### Text section
---

The Vice-Chair: The difficulty we have here is that we are presently almost four minutes over the time limit for presentation. Perhaps we could pursue questioning in the committee and if there is any time left, if any party wants to waive its speaking time, we could permit the other one. But otherwise, to be fair to all presenters who have been here, we really must restrict the time. I know that all members do have a copy of that brief and can study it.

Ms Marcuccio-Rocheleau: Yes. I did provide copies, so if they wish simply to review the written format, that is fine.

The Vice-Chair: The clerk will see that everyone gets a copy. Okay. I believe the New Democratic caucus is first: Mr Abel, then Ms Harrington.

Mr Abel: I just have a very brief question. I did listen to your presentation very intently to make sure that I heard you correctly, so the people sitting opposite will not laugh at my hearing impairment.

---

### Dataset excerpts
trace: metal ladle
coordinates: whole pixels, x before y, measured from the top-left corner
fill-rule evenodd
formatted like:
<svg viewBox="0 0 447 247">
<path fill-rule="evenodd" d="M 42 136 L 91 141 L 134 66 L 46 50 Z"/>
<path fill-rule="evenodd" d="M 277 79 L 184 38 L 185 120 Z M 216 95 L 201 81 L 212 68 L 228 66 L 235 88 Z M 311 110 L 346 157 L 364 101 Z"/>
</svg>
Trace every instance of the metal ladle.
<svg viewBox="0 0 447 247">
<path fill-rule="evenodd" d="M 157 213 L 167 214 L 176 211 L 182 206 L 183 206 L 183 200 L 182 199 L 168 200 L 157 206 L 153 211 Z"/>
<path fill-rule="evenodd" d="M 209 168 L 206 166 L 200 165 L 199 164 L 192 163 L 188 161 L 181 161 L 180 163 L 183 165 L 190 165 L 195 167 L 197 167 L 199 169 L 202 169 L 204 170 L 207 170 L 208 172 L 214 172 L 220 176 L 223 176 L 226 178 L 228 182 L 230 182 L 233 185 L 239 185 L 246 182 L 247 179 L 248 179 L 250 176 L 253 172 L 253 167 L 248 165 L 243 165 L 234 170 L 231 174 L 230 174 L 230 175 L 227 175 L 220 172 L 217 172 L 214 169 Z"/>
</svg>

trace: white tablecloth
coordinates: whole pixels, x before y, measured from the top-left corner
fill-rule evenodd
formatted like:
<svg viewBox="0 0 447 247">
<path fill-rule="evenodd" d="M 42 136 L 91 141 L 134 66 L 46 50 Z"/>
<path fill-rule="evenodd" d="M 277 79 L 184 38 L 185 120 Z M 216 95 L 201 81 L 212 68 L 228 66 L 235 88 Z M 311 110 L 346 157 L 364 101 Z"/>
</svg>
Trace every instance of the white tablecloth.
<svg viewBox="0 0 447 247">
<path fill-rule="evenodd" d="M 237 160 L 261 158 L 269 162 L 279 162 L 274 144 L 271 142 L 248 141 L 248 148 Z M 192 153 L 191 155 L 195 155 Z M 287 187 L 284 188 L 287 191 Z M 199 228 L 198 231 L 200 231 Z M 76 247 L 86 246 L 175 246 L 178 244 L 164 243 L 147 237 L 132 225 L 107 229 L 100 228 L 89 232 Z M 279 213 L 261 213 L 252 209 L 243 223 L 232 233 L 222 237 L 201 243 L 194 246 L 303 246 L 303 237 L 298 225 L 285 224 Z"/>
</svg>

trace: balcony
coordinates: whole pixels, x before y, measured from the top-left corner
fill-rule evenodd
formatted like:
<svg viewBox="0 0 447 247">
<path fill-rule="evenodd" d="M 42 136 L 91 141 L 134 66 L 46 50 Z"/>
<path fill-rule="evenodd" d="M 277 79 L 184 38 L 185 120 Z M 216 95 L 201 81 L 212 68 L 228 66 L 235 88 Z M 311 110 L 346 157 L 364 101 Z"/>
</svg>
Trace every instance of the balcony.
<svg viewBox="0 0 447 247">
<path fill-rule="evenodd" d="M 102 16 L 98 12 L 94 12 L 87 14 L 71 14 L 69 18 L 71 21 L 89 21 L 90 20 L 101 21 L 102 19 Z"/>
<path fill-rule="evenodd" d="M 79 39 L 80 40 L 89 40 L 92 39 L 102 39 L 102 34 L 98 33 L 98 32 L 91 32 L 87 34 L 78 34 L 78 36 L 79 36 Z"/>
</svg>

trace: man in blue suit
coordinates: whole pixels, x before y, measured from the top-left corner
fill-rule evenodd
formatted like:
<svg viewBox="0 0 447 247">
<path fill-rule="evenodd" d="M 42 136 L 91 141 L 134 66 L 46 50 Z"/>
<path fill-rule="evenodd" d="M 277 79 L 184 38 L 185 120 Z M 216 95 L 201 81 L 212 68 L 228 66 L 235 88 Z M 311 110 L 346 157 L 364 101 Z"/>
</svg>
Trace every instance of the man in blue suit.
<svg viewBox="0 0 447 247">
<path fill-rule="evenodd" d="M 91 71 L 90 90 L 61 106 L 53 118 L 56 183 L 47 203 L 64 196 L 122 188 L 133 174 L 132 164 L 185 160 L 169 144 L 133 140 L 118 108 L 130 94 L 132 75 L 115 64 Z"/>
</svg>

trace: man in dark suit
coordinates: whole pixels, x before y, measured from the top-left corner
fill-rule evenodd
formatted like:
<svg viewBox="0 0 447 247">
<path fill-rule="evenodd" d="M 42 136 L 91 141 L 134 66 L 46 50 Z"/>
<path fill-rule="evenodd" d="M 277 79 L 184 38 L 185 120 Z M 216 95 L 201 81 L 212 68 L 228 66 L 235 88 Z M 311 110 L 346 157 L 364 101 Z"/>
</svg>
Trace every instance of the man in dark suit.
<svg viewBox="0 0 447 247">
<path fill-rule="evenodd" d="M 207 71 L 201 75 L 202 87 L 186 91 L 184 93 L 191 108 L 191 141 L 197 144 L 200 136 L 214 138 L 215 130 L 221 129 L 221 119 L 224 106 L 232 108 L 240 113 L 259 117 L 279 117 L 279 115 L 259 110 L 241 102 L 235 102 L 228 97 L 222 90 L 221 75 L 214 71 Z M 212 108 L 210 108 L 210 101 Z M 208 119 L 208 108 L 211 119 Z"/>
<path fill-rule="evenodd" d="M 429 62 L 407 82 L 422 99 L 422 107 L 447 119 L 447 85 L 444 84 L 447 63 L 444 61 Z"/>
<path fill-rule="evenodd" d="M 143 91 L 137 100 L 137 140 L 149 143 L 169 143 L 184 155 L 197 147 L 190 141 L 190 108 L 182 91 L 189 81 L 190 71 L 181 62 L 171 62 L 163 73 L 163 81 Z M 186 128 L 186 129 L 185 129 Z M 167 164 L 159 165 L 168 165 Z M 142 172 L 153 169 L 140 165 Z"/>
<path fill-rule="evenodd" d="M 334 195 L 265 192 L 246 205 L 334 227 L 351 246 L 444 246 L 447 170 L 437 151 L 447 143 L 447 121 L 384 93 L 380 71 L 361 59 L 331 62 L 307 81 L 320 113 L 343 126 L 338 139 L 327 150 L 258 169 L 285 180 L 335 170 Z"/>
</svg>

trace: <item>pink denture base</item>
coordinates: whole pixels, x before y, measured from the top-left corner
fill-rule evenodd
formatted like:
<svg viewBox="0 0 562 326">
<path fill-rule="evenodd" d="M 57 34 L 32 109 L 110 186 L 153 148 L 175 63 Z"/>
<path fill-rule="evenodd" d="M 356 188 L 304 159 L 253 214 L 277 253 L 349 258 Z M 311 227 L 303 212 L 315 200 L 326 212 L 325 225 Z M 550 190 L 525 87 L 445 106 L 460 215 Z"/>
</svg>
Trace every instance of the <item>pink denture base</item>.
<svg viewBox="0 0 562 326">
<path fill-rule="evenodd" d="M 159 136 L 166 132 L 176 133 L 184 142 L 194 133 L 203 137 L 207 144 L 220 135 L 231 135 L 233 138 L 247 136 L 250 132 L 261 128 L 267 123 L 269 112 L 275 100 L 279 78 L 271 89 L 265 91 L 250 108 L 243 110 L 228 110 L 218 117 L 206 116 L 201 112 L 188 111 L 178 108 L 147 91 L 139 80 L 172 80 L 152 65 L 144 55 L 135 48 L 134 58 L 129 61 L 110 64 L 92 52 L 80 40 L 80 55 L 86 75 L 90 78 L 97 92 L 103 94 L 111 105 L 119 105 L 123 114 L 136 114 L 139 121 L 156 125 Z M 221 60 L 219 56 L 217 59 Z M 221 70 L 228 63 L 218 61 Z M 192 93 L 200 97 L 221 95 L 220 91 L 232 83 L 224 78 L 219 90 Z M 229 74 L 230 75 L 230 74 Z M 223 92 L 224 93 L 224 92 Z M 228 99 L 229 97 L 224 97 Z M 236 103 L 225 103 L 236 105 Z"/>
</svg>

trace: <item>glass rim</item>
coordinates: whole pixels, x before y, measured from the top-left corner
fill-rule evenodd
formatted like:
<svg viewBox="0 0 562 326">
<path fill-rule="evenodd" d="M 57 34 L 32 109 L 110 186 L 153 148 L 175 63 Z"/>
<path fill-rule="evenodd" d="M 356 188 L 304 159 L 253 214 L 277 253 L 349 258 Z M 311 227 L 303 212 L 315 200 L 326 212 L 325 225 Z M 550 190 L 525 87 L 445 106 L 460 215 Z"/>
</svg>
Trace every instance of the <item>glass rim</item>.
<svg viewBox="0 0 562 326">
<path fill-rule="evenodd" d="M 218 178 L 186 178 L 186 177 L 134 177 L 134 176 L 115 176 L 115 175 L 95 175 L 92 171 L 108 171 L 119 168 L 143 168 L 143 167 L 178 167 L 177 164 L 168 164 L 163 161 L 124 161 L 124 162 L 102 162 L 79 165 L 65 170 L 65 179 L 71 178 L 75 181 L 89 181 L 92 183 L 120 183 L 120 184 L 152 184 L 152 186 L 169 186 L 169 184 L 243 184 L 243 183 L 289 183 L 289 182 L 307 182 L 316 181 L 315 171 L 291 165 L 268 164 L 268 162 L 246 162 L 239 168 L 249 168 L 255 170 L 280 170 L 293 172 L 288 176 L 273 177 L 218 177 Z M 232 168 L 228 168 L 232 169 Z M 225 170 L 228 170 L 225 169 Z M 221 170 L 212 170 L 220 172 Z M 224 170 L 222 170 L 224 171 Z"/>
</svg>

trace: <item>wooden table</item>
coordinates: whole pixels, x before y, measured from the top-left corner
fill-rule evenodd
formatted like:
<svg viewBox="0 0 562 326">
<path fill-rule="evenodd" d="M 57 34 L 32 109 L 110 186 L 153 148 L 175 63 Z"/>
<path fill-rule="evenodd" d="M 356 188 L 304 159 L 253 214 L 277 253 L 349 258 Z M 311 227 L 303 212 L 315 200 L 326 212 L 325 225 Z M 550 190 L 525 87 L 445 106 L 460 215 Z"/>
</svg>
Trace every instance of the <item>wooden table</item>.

---

### Task to complete
Please carry on the committee hearing transcript from its final line, in the same format of speaker names followed by their remarks.

### Exercise output
Ms Marcuccio-Rocheleau: I am sorry. My voice does not carry that well.

Mr Abel: Some I hear better than others. My question is, obviously from your presentation, you feel that the current legislation just does not --

Ms Marcuccio-Rocheleau: That is correct.

Mr Abel: It is just not enough, it causes a lot of problems. Is that right?

Ms Marcuccio-Rocheleau: Yes. I must explain, however, that we do not deal simply with rent review and landlord and tenant matters. Most of our cases deal with applications or appeals of income maintenance type of decisions, and we have been flooded with those, so for the past two years our involvement with rent review has been on a summary advice basis. I do not lack concrete examples to give you today, but on a summary advice basis I can advise the committee that we receive numerous, numerous calls with respect to rent review.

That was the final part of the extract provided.